» Problem description
Gather every line in the items below that contains the string "woman", and copy each such line in full.

» Exercise materials
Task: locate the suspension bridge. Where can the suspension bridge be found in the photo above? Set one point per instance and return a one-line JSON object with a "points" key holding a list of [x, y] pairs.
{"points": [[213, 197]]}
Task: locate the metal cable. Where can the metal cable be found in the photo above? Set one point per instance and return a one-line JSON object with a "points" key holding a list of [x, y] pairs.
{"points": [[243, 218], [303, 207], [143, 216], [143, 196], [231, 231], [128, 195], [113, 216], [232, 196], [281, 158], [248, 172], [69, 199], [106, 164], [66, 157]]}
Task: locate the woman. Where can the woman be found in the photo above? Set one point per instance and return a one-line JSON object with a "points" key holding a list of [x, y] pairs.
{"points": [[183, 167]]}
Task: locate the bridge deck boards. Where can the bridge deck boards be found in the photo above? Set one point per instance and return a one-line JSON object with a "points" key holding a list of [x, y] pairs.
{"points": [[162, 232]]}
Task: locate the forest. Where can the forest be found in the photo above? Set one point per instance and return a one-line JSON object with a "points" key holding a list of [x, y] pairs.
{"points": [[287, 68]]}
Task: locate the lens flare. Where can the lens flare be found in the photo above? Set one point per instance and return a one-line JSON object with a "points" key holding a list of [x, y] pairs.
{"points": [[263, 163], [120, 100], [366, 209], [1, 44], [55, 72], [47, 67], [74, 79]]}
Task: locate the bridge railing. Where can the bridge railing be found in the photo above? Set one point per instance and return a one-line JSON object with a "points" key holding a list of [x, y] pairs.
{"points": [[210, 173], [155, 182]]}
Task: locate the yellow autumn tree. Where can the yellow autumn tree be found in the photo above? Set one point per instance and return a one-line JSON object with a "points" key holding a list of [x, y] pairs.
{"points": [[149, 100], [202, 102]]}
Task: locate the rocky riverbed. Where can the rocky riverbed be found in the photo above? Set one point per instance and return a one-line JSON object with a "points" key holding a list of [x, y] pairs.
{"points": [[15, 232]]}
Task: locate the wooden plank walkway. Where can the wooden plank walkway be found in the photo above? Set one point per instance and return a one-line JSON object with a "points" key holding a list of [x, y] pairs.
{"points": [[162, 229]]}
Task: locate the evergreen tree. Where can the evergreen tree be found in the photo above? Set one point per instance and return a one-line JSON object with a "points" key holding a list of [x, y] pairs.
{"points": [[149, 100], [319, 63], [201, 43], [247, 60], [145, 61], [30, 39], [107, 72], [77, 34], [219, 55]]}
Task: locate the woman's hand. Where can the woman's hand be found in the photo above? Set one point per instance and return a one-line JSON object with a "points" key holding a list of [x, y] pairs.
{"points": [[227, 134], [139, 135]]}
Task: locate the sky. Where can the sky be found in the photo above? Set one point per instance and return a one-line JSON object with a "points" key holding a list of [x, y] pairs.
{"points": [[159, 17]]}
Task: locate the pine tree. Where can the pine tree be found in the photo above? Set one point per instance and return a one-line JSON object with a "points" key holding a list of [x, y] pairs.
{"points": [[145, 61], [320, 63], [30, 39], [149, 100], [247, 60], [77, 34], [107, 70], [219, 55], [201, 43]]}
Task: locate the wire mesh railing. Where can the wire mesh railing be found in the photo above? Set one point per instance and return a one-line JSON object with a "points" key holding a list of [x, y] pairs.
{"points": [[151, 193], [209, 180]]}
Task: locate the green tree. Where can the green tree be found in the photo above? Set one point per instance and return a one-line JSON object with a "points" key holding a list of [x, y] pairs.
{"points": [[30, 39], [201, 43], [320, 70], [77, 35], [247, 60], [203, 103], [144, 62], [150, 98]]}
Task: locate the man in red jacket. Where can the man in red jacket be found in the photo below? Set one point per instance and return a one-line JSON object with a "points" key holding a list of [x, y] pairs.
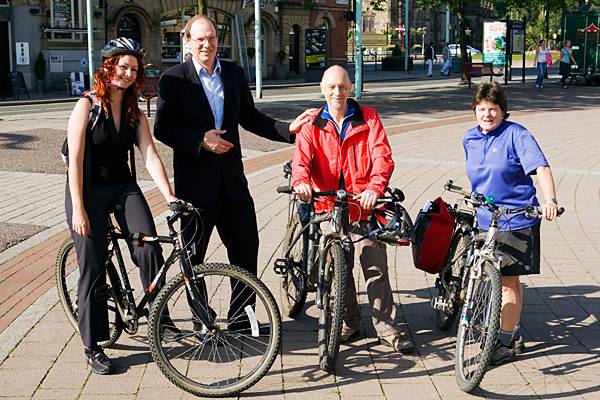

» Task output
Task: locate the woman. Where can the woman be found in the photo above? Set one point per instance and return a one-line JSON object with a "points" key holding a list of [x, y] pairs.
Task: locate the woman's hand. Where can the woman's hand be found in the photo above? Set one point per instance and return a one-line JSON object with a "points" key holding a list of [x, y] pairs.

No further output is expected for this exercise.